* _Passage_
● ● ●

PHOENIX — No translation was required for Hyeseong Kim’s appraisal of Roki Sasaki’s new slider.
“Good,” Kim said in English.
Good enough for the Korean infielder to swing at the pitch and miss in a live batting practice session against Sasaki on Saturday.
Project Roki is underway at Camelback Ranch, the ninth-inning sensation of the Dodgers’ most recent World Series run working to solidify a place in the team’s rotation.
Sasaki is armed with two weapons that made him a dominant pitcher in Japan, as well as the country’s most anticipated baseball export since Shohei Ohtani: a 100-mph fastball and Wiffle-ball-like forkball.
Last year, more than 83% of pitches he threw were either fastballs or forkballs. Finding success as a major league starter will be borderline impossible with just two effective pitches, which is why the 24-year-old Sasaki is attempting to incorporate into his arsenal a slider or cutter, or maybe both.
Sasaki said he junked the slower variation of the slider he threw last season, which was not only hittable but also contributed to shoulder problems that sidelined him for four months. He is now experimenting with a faster version of the pitch he threw earlier in his career in Japan, with a spiral spin.
“I thought the slider I threw last year wasn’t very good,” Sasaki said in Japanese. “In reality, the results weren’t very good, either.”
Before he was placed on the injured list last year, Sasaki made eight starts in which he posted a 4.72 ERA.
The swing-and-miss by Kim on Saturday was a positive sign, but Sasaki said he still doesn’t have a clear vision for a pitch that will move away from right-handed hitters, whether it will be a slider or a cutter or something in between. Sasaki said he also plans to mix in a two-seamer.
By adding a slider or cutter and a two-seamer that travels in the opposite direction, Sasaki said, “I think it will bring my fastball and forkball to life.”
Said Dodgers general manager Brandon Gomes: “If he’s executing the fastball and split the way he’s capable of, with what he’s done in the past, it’s an amazing foundation. Anything on top of that is just going to make things more challenging for opposing hitters.”
Sasaki downplayed the magnitude of the changes he’s making, saying he started working on the new pitches last year. Whatever he ends up adding to his pitch mix, comfort will be a major priority.
“As much as possible, I don’t want it to affect my current pitching motion,” he said.
Sasaki showed why that was important to him as he pitched to Kim and minor-league catcher Seby Zavala. His fastball touched 98.6 mph.

● ● ●

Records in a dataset
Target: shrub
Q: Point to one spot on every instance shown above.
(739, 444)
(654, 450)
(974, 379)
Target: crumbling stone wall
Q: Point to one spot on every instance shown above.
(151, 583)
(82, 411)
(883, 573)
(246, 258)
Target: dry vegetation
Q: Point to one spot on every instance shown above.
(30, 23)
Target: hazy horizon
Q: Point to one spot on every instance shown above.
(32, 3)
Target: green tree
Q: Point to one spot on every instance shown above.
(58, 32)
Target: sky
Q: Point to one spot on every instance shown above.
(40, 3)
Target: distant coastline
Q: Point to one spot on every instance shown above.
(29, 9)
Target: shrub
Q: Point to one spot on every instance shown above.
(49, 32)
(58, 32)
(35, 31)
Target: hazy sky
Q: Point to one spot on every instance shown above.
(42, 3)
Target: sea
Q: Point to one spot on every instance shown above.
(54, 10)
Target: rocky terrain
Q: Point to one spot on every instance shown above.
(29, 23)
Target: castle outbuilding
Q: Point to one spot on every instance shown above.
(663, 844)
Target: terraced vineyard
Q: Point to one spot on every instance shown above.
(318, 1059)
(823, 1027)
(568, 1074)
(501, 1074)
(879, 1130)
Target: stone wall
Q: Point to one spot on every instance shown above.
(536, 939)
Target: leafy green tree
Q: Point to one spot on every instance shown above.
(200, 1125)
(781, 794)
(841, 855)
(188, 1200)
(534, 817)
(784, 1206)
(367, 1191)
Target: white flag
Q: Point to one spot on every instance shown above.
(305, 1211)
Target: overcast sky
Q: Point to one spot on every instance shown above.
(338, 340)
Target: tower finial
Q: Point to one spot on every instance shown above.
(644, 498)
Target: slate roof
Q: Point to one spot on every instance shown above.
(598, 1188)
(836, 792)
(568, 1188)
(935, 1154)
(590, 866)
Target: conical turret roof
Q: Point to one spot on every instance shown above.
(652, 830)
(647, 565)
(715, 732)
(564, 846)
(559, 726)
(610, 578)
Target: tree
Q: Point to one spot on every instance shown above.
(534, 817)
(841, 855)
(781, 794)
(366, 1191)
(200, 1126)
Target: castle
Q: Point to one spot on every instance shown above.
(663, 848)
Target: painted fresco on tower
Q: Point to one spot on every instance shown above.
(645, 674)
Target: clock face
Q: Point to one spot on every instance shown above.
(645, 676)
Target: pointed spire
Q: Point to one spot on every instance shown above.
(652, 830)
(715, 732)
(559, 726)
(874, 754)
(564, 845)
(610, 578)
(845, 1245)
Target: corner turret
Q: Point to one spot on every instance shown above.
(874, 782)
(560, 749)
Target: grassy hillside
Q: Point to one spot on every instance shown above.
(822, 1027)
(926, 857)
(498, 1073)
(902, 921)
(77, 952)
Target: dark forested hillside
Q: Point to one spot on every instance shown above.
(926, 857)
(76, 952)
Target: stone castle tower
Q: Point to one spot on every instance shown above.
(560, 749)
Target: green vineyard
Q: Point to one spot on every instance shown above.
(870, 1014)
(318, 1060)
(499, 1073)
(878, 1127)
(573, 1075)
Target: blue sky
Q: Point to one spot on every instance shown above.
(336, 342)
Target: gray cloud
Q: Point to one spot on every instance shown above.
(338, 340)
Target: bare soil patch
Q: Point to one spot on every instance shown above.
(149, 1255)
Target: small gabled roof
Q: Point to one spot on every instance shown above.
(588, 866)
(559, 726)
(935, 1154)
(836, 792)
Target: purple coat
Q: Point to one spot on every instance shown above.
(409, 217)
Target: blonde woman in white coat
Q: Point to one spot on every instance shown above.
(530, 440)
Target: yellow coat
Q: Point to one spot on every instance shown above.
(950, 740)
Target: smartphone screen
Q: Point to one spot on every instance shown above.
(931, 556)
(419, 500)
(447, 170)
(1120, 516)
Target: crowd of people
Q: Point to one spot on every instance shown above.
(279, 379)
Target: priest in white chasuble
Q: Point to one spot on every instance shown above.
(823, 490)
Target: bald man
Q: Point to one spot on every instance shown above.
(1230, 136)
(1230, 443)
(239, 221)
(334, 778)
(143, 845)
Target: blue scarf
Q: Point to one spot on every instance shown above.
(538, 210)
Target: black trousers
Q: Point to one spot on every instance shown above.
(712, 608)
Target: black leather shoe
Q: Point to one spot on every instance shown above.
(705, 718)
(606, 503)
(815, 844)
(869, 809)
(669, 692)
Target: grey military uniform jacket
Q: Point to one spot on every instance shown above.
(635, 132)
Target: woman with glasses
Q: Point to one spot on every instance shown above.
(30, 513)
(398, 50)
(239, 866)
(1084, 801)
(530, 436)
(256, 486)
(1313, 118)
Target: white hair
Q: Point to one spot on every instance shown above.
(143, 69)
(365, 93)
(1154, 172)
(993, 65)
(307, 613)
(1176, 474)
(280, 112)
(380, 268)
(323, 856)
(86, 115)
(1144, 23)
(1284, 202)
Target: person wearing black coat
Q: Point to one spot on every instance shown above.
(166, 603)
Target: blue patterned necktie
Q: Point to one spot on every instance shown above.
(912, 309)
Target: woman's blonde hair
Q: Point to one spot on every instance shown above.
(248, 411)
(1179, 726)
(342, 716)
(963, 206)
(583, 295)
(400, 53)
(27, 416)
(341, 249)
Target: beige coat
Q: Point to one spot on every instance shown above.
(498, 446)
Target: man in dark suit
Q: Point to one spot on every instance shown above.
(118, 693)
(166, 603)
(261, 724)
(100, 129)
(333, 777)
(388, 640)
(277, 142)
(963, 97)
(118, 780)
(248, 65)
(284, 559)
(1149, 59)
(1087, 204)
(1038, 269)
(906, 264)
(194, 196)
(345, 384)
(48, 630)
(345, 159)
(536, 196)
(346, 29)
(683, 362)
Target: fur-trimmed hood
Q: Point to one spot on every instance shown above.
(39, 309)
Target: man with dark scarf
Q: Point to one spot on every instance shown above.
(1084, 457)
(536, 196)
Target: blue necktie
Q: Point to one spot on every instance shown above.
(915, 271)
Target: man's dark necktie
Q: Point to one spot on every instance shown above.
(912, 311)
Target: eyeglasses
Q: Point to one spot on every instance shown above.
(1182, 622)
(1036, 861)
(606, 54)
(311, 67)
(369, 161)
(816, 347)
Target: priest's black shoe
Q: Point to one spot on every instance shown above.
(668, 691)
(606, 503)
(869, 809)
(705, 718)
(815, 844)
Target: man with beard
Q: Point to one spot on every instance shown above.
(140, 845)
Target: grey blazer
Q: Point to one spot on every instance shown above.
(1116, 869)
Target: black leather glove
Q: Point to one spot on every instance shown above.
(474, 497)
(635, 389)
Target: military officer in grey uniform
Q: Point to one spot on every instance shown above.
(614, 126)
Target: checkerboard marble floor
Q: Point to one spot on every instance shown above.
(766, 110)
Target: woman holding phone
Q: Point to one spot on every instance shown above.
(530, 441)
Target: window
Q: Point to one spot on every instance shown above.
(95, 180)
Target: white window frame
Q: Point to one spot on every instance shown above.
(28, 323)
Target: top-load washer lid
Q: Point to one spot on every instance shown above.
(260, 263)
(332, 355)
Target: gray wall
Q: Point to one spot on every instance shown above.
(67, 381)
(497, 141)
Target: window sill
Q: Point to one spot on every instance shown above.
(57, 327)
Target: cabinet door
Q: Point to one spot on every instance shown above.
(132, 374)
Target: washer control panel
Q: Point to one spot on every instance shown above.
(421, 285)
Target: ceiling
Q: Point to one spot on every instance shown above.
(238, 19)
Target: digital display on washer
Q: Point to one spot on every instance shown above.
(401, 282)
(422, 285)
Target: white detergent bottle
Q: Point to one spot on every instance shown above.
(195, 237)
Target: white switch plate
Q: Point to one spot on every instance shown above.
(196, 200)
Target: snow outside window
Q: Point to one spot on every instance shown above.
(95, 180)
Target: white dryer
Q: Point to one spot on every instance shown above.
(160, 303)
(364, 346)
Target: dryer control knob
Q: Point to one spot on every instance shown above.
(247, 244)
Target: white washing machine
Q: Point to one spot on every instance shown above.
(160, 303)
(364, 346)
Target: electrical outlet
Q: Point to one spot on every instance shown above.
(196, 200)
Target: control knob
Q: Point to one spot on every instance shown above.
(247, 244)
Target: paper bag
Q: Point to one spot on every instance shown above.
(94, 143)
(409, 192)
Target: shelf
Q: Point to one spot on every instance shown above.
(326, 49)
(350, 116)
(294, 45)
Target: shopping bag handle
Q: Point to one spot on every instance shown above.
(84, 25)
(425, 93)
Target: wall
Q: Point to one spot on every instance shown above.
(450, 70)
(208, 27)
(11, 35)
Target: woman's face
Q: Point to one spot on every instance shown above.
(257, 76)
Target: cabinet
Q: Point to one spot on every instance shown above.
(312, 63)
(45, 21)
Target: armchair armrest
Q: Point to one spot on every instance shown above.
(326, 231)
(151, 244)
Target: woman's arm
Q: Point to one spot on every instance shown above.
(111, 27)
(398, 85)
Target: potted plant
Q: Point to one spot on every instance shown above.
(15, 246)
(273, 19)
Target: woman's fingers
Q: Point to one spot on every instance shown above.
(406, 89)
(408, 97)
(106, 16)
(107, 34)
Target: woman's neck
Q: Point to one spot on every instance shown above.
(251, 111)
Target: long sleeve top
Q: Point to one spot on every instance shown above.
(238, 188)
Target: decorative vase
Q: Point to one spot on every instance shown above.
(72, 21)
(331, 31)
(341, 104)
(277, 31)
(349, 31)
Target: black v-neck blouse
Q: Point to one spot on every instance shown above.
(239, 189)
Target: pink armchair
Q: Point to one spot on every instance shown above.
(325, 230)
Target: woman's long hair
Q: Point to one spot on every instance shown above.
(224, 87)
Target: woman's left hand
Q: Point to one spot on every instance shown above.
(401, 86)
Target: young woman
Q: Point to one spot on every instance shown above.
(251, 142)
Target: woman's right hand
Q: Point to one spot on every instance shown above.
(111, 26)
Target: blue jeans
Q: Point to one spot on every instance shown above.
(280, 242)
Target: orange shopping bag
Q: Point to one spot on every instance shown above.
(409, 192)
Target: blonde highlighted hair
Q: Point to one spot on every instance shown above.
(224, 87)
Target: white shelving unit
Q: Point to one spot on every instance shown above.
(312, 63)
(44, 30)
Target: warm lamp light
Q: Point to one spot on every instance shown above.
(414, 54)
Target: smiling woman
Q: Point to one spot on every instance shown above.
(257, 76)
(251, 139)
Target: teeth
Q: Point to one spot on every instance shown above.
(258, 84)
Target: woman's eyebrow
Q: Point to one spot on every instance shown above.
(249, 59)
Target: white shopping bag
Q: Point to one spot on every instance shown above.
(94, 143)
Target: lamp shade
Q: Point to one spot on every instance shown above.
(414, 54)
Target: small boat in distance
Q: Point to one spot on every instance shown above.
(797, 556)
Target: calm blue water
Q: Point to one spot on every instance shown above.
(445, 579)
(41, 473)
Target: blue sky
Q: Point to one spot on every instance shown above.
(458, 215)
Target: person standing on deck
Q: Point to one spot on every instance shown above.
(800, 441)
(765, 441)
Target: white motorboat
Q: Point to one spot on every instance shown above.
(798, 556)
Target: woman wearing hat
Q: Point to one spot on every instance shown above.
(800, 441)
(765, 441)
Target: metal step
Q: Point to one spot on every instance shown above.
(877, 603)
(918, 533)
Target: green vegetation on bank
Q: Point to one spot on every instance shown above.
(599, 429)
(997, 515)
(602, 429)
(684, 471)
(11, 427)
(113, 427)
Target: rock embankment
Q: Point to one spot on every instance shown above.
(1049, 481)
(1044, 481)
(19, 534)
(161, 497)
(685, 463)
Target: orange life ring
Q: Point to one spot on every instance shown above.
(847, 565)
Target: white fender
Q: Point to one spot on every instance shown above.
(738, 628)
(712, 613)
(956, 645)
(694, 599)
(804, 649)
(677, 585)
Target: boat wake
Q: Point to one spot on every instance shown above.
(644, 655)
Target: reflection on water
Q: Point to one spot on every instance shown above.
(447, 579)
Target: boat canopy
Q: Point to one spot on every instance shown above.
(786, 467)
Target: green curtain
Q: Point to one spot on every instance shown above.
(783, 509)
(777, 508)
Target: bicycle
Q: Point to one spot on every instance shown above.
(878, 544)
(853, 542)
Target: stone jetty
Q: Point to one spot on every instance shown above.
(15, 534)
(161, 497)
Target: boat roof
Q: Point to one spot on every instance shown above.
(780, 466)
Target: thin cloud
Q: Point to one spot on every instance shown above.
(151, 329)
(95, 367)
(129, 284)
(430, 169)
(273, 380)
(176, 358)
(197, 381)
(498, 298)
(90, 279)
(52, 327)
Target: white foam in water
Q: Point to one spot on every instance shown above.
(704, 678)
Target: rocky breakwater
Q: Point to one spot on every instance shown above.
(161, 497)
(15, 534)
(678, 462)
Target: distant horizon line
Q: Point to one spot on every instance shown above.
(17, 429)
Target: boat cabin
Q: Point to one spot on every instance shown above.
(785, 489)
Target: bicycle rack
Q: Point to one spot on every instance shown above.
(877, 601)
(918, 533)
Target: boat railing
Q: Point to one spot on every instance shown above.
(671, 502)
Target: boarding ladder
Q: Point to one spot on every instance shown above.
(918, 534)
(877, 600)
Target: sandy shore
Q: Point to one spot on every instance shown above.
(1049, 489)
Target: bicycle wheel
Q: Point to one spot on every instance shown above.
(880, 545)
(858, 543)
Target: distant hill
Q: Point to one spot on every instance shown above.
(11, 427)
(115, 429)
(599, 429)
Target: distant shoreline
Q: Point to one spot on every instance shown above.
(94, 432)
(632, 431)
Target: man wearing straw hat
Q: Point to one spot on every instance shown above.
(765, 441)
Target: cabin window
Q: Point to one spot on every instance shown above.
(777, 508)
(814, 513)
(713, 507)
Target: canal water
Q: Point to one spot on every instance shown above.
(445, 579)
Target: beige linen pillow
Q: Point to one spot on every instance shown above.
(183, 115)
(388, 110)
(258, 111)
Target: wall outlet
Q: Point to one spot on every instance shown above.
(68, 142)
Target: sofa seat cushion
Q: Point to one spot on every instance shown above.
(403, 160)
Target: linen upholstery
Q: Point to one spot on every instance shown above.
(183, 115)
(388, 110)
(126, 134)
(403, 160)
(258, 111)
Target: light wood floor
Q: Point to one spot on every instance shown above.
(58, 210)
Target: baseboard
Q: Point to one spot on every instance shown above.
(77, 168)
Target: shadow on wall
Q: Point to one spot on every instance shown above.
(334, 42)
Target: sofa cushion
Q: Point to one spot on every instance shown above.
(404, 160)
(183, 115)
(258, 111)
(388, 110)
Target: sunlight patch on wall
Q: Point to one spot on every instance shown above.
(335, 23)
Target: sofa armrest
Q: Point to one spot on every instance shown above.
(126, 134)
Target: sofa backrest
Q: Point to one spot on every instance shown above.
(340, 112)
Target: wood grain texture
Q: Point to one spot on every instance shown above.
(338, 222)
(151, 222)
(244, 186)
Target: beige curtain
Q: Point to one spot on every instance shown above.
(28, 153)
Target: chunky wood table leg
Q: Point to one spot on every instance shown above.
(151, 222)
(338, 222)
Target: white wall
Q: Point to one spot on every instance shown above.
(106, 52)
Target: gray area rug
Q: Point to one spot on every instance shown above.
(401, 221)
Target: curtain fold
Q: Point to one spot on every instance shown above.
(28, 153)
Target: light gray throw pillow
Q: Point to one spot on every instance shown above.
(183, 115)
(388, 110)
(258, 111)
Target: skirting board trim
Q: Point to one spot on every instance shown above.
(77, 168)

● ● ●

* _Complete the following_
1. According to the article on Roki Sasaki's new slider, what share of his pitches last year were fastballs or forkballs?
2. Resume the article on Roki Sasaki's new slider, picking up right after its final sentence.

* _Answers for the tasks_
1. More than 83%

2.
Reflecting on his first season with the Dodgers last year, Sasaki said, “It wasn’t so much about coming to the major leagues and more about me stumbling.”
He believes that once he starts competing at this level without any physical impairments, he should be able to see the problems he has to remedy in order to excel.
“My goal is to continue pitching so that I can see those challenges,” Sasaki said.
Returning in the final week of the regular season as a reliever and enjoying success as a closer in the playoffs last year was helpful, Sasaki said.
“Rather than finish at the end of the spring (when I was placed on the injured list), it was obviously better to finish in a good way in the postseason,” he said. “It’s now easier to imagine something good. I was able to see something good, so in that sense, I think I’m able to pitch a little more relaxed.”
Sasaki is also drawing inspiration from a visit he made in the winter.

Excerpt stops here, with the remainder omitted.